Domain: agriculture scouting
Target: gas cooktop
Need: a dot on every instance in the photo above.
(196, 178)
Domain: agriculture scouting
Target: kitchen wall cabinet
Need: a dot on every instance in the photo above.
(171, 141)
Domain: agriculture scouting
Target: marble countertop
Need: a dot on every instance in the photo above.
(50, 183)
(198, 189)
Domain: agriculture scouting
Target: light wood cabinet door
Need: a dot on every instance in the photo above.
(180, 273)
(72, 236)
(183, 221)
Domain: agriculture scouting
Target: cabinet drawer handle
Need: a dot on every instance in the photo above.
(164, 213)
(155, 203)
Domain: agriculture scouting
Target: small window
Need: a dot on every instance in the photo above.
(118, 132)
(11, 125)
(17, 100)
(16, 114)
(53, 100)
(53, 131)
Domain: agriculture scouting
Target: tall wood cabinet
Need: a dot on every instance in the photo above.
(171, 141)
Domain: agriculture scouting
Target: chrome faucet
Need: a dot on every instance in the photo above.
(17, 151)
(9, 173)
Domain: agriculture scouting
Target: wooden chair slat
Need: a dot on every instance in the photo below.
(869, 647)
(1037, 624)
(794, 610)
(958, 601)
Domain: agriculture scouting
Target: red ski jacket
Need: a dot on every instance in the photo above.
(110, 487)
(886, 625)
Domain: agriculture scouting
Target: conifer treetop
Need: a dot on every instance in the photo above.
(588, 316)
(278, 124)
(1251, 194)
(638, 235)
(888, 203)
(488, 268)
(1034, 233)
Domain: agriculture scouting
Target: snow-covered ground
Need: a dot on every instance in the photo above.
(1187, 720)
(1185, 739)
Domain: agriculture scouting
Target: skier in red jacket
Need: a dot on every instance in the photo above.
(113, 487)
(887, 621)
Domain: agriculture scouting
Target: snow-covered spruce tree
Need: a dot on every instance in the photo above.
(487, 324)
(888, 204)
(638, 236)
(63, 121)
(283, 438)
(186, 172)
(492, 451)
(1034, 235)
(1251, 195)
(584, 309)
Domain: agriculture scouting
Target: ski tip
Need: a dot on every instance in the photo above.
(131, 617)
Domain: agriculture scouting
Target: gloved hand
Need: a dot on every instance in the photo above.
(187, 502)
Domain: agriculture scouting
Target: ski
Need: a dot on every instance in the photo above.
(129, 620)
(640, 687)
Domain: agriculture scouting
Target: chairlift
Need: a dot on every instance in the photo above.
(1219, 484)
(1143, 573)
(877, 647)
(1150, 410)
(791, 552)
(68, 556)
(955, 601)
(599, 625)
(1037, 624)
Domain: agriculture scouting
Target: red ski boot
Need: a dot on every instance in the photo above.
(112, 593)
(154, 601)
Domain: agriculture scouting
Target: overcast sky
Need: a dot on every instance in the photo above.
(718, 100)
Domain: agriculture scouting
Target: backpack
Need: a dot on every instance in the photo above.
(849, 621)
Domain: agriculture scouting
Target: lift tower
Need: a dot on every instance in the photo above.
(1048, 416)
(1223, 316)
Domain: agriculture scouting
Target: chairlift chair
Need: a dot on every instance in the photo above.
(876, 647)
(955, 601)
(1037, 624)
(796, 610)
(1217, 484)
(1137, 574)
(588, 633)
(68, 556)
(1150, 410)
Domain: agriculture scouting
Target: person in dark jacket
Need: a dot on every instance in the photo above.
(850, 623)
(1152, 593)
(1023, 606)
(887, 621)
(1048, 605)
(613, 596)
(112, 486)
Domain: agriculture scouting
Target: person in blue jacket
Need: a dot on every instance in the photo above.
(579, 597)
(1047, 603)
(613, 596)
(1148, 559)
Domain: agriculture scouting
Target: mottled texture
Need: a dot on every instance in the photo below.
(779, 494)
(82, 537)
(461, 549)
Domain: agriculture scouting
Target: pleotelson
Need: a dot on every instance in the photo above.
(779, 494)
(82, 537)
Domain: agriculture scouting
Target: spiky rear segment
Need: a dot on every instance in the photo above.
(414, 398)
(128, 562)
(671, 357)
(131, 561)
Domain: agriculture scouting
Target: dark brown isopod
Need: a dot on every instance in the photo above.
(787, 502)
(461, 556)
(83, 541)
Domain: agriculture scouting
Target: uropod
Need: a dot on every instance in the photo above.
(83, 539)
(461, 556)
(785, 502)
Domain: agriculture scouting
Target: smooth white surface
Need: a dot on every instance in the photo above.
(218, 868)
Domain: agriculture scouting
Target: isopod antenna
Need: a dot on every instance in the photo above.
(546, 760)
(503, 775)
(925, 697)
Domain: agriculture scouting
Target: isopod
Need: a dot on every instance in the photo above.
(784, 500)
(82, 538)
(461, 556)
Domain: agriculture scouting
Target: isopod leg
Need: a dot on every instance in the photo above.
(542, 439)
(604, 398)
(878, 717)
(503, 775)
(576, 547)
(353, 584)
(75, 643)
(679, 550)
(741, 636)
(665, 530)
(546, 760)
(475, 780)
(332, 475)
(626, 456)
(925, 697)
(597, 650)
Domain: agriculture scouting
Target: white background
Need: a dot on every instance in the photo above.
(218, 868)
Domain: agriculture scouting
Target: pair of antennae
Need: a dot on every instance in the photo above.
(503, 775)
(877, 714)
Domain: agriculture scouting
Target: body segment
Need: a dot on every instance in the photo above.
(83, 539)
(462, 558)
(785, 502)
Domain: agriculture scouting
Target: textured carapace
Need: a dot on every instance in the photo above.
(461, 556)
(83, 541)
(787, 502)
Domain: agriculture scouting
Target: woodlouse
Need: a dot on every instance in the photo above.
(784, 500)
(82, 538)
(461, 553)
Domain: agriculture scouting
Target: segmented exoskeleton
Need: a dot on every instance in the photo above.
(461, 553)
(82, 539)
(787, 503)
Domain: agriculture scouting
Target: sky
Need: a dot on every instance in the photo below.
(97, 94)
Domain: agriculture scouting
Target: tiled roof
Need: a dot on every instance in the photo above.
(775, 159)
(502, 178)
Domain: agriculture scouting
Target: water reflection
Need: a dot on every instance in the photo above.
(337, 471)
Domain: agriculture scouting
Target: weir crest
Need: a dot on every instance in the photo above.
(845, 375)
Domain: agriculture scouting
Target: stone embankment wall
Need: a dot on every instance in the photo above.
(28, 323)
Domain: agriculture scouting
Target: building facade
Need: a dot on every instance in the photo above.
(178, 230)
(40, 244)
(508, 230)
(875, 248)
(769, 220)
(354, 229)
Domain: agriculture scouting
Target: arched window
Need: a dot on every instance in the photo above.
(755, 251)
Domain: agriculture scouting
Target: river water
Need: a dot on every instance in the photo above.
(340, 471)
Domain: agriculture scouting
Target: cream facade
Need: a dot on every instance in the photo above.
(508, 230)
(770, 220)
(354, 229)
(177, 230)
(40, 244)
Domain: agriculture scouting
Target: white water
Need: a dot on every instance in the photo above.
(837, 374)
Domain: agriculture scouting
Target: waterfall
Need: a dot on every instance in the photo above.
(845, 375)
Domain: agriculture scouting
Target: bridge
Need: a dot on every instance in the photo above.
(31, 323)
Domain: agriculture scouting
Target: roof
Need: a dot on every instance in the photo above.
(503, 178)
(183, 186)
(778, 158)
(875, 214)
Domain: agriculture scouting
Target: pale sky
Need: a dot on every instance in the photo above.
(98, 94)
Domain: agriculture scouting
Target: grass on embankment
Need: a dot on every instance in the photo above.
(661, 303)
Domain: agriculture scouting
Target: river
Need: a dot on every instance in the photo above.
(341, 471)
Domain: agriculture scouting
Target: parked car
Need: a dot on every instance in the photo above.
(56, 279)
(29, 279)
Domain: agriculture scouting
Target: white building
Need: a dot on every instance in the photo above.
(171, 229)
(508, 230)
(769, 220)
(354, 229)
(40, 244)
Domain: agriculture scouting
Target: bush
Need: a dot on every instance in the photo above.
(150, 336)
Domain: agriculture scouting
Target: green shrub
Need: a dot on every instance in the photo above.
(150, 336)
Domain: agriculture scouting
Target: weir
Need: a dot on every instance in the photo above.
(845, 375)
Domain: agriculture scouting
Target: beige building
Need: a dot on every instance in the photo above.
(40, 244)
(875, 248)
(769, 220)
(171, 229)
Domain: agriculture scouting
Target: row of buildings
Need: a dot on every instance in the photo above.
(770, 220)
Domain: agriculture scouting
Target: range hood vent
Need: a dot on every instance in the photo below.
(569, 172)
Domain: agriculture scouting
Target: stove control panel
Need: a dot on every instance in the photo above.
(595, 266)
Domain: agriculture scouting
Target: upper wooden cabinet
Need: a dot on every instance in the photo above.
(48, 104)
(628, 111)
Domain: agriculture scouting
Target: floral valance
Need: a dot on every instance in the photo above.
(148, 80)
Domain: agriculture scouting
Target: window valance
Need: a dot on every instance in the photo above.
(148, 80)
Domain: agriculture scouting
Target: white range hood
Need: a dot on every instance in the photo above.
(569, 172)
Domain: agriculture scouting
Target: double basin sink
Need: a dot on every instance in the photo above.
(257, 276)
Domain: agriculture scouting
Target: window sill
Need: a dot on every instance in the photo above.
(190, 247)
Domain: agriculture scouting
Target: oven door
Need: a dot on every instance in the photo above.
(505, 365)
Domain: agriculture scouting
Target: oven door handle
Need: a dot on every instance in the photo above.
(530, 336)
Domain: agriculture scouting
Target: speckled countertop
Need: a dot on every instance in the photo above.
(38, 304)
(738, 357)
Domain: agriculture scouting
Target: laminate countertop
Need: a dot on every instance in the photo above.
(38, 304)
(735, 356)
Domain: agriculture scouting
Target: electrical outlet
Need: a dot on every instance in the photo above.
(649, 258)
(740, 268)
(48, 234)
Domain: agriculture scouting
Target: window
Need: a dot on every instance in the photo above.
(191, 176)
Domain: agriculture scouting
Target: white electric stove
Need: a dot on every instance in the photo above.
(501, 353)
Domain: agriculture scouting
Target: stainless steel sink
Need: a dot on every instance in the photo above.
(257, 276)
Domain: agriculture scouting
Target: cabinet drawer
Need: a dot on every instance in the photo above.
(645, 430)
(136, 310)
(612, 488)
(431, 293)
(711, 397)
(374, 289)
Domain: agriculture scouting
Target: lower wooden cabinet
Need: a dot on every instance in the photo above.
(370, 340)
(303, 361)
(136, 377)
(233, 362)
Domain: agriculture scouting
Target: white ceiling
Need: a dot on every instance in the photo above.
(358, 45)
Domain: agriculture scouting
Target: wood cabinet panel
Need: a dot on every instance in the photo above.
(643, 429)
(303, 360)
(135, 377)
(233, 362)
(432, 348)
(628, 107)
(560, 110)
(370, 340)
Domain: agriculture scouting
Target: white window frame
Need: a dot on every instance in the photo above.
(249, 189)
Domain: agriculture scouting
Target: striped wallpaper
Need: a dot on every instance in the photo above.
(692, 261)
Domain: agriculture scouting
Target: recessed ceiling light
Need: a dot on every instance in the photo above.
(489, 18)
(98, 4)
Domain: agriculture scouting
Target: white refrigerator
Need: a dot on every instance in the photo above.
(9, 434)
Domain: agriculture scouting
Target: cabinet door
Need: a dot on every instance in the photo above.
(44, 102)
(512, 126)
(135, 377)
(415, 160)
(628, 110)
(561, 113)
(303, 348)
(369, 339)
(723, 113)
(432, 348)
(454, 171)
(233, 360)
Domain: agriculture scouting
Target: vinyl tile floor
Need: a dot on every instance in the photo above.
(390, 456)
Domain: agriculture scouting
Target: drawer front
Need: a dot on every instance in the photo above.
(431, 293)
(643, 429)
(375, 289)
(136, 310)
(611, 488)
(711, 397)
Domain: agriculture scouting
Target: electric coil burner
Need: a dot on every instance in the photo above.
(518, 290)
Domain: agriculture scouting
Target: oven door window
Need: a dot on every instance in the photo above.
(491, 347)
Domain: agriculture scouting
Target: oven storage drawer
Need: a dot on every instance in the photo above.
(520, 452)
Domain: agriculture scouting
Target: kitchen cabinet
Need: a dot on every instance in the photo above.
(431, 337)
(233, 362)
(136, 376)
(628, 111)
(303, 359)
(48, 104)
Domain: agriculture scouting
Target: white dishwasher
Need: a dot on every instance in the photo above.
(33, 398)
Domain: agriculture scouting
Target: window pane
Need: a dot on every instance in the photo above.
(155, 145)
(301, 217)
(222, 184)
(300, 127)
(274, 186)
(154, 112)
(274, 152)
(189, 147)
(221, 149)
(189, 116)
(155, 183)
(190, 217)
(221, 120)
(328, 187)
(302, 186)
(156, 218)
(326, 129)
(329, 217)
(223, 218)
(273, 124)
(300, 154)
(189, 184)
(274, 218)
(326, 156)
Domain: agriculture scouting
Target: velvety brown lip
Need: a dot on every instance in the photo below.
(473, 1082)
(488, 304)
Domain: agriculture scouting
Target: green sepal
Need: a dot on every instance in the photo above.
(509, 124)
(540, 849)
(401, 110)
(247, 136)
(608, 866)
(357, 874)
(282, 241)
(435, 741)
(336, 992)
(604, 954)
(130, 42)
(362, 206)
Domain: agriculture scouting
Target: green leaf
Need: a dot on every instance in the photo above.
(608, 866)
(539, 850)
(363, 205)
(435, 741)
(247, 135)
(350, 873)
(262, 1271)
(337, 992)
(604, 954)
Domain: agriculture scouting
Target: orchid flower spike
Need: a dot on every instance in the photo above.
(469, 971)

Directions:
Give the number of lines in the material above that contain the string "window". Reply with the number alone.

Final answer:
8